** Start of INPUT ROWS **

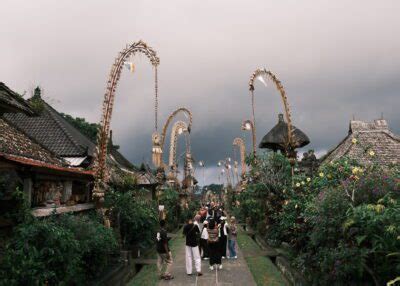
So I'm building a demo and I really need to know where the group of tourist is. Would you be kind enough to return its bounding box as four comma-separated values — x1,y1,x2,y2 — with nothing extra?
157,202,237,280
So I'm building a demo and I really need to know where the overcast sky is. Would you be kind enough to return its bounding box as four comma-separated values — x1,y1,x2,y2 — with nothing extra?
0,0,400,182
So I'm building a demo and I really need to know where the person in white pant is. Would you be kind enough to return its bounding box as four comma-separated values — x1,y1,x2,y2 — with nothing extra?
183,219,203,276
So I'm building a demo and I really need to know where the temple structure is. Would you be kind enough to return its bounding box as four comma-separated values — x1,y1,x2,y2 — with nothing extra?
322,119,400,166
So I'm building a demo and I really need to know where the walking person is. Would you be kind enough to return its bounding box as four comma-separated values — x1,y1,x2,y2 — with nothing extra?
228,216,237,259
183,219,203,276
207,219,222,270
219,216,228,259
200,220,209,260
156,220,174,280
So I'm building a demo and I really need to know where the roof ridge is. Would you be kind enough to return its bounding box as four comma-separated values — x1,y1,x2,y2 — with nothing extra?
41,99,86,154
0,116,65,161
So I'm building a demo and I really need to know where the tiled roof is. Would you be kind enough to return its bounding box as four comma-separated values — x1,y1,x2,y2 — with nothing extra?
323,119,400,166
0,82,33,115
4,101,91,157
0,118,66,166
0,118,93,175
4,95,150,181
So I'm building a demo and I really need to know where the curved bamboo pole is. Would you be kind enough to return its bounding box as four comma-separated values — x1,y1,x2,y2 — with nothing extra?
153,107,193,168
242,120,257,154
249,68,294,154
168,121,190,169
93,41,160,202
161,107,193,148
232,137,246,178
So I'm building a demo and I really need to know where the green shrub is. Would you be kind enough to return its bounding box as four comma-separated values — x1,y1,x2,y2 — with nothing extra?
0,215,117,285
241,154,400,285
106,191,158,248
1,220,84,285
160,189,182,230
59,215,118,278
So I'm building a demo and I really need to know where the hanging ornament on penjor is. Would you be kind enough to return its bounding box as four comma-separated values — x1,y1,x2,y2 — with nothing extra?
93,41,160,203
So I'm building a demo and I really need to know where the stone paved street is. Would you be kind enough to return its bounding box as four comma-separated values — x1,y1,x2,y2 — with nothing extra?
159,239,256,286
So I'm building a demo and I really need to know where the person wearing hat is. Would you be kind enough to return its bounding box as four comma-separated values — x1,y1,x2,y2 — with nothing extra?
228,216,237,259
219,216,228,259
200,220,209,260
156,220,174,280
183,219,203,276
207,219,222,270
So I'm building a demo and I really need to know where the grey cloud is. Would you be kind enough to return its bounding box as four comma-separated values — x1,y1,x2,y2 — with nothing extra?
0,0,400,184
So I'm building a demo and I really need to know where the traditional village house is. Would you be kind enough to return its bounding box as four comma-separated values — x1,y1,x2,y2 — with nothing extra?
0,84,93,221
4,87,157,200
321,118,400,166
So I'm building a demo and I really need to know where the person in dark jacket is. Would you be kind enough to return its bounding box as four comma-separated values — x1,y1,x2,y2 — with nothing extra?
200,220,209,260
183,219,203,276
207,219,222,270
156,220,174,280
219,216,228,259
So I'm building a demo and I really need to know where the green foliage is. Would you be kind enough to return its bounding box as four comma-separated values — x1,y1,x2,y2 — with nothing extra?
160,189,181,229
239,154,400,285
59,215,118,278
61,113,100,142
180,200,200,223
105,191,158,248
0,213,117,285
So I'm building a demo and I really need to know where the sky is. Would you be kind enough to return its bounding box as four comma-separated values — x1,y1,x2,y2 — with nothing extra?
0,0,400,183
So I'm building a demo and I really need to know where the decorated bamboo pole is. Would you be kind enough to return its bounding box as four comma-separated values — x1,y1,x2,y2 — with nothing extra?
232,137,246,178
249,68,294,159
93,41,160,207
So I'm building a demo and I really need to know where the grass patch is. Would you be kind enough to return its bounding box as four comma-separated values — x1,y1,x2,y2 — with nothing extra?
238,233,287,286
127,230,185,286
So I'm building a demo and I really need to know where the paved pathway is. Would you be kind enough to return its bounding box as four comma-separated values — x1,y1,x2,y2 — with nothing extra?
159,241,256,286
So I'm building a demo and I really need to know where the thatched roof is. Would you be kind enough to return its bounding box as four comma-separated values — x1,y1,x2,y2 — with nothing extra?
322,119,400,166
0,82,34,115
259,114,310,151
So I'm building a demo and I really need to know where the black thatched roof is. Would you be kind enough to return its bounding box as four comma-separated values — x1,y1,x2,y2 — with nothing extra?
259,114,310,151
0,82,34,115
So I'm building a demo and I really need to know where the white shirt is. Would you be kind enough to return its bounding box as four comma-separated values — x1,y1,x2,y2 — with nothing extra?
201,227,208,239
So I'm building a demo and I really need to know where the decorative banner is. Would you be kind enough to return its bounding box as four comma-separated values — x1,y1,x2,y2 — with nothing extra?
124,62,135,73
257,74,267,86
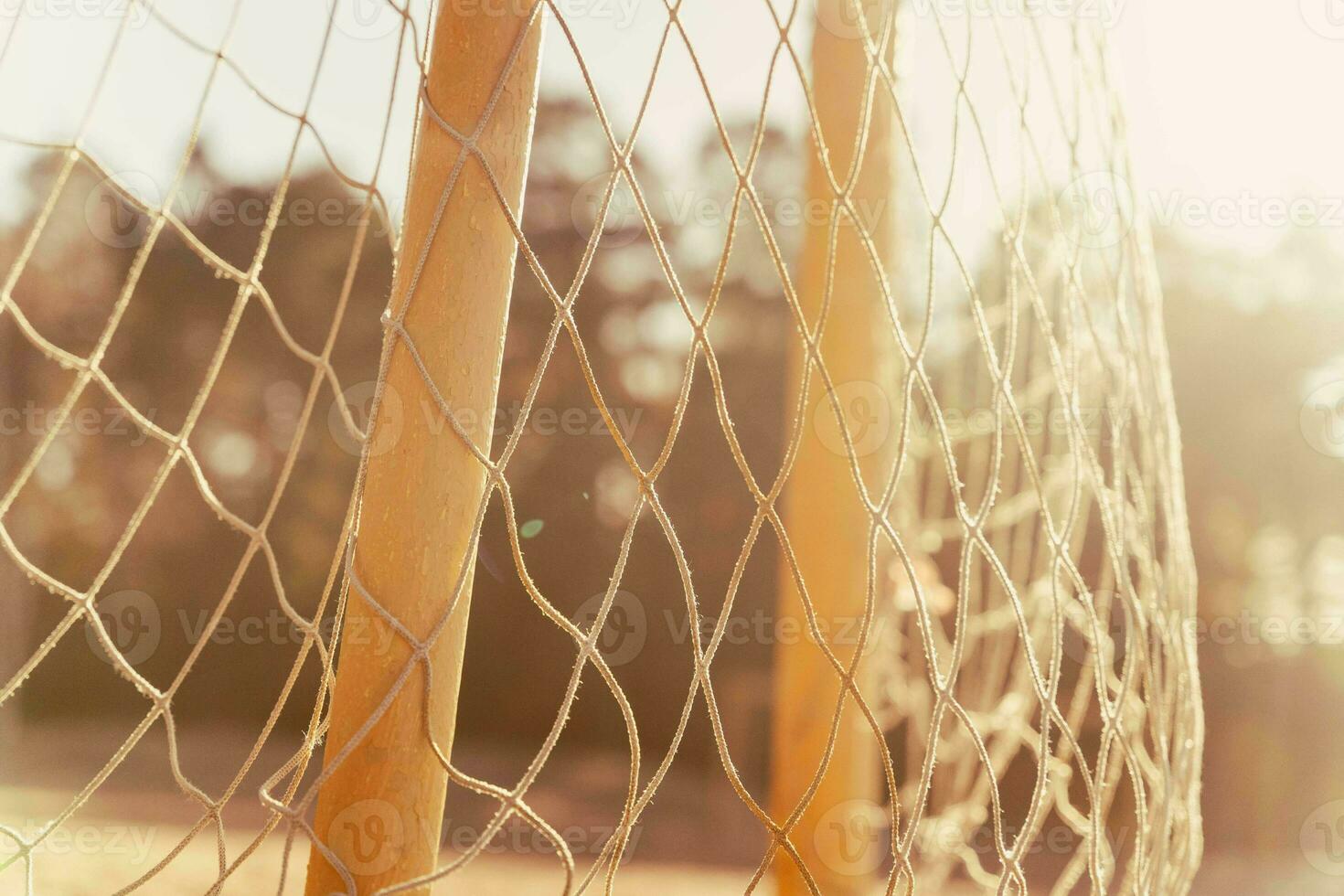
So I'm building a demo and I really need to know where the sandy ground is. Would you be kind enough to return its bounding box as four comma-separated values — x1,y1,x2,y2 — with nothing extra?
0,730,1322,896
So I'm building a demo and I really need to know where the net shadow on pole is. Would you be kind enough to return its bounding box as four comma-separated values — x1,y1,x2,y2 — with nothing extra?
306,3,541,896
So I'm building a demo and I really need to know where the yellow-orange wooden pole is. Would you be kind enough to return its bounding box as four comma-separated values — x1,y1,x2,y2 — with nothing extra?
306,3,541,896
770,0,898,896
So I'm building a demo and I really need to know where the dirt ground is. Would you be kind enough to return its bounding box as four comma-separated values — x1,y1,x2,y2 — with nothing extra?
0,727,1322,896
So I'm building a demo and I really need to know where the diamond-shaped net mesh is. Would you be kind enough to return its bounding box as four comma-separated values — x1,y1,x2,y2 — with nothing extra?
0,0,1201,893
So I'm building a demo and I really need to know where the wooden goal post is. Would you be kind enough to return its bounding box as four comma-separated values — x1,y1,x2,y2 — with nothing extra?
770,0,899,896
306,3,541,896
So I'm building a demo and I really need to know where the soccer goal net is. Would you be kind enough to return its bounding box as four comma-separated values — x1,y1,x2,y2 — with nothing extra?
0,0,1203,896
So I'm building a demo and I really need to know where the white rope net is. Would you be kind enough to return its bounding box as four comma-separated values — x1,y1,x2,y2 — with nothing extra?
0,0,1203,893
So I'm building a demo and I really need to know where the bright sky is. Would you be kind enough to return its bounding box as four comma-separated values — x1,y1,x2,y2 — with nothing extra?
0,0,1344,253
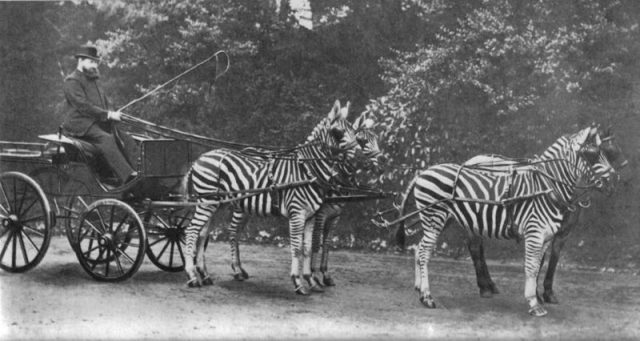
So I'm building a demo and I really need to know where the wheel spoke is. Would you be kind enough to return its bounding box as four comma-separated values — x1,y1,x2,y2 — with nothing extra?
176,241,184,264
85,219,104,235
83,245,100,258
0,230,13,261
104,248,111,277
22,223,44,238
116,249,135,264
11,228,18,268
21,227,44,252
111,211,129,234
16,228,33,264
13,179,27,212
0,229,11,240
113,248,124,274
85,246,104,271
20,214,45,224
95,208,109,233
169,241,175,266
19,197,40,216
147,233,169,247
158,241,171,259
176,214,189,227
0,181,11,215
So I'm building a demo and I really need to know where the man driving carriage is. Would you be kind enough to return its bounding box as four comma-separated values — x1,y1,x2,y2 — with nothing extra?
62,46,137,184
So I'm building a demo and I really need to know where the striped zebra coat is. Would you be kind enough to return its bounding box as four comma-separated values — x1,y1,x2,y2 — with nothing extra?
397,128,615,316
311,112,384,286
464,127,627,304
222,108,382,291
185,101,360,295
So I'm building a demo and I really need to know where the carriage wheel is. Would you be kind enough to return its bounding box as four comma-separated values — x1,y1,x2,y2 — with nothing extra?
0,172,53,272
75,199,146,282
144,208,193,272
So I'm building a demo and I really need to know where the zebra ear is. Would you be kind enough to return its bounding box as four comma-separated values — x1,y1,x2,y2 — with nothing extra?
364,118,376,129
571,127,592,152
338,101,351,120
353,112,365,130
328,100,340,121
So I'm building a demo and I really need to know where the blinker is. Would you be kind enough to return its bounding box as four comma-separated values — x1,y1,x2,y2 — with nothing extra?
580,145,600,164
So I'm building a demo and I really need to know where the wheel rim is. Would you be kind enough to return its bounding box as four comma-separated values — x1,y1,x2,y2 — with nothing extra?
0,172,52,272
145,208,193,272
75,199,146,282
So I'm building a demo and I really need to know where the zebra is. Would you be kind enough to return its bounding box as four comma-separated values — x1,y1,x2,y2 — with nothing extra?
184,101,360,295
228,107,382,286
464,130,627,304
311,111,384,286
396,127,615,316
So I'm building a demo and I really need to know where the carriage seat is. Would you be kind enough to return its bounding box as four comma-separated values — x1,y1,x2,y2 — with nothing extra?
38,134,99,162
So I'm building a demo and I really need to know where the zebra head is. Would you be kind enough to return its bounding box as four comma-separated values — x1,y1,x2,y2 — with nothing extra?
353,111,384,170
570,125,619,193
580,127,628,194
307,100,362,162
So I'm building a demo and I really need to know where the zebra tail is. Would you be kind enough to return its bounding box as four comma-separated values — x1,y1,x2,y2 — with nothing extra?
180,167,193,201
396,175,418,250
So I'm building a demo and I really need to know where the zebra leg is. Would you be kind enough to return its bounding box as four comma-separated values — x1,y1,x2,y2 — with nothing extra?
311,204,327,285
524,233,549,317
542,210,582,304
542,237,566,304
289,213,311,296
467,236,500,298
416,211,447,308
320,213,340,287
184,205,217,287
195,219,213,285
302,217,324,292
229,211,249,281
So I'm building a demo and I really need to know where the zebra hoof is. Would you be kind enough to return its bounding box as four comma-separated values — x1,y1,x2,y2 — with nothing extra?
542,291,560,304
480,289,493,298
296,285,311,296
529,304,547,317
420,295,436,309
490,284,500,295
187,278,201,288
311,285,324,293
322,276,336,287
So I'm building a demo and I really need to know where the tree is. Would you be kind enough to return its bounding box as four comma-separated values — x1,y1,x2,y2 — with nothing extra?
371,0,636,186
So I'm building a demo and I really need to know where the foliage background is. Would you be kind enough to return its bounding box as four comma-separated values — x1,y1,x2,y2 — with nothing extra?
0,0,640,268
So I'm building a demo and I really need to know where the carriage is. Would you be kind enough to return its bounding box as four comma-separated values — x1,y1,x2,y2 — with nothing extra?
0,129,208,282
0,104,388,282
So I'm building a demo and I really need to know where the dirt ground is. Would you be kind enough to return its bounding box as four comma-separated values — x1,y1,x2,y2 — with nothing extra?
0,237,640,340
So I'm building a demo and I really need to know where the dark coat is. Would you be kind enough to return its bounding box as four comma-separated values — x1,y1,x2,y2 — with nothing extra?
62,70,109,136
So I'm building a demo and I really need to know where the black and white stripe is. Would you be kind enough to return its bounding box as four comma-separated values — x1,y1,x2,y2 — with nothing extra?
464,127,625,303
398,128,614,316
311,112,382,286
185,101,360,294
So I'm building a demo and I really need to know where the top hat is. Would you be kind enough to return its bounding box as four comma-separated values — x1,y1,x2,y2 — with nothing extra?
73,45,100,61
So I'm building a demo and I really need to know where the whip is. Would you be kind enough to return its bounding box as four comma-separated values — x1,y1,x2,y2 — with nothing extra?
118,50,229,111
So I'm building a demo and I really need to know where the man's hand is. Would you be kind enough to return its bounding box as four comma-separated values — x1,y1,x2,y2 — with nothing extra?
107,111,122,121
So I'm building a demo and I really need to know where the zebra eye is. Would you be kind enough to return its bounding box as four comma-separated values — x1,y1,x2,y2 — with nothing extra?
580,146,600,164
601,143,620,161
330,128,344,141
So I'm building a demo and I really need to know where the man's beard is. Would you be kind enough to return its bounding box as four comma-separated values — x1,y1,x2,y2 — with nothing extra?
82,67,100,79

** End of INPUT ROWS **

▶ [OBJECTIVE]
Shift each bounding-box coordinate by adding 125 to it. Write out every line from the one containing "the zebra is." up to and including the one containing "396,127,615,316", leaving all other text unchanged.

▶ [COMPLETE OUTPUT]
So I'm building a demo and I really need to know where the zebra is. Would you be kind enough to return its bounding box as four comma-separated values — x1,y1,x2,y2 — with nothing extra?
309,226,485,420
353,232,507,411
589,255,752,429
436,236,509,411
521,252,740,441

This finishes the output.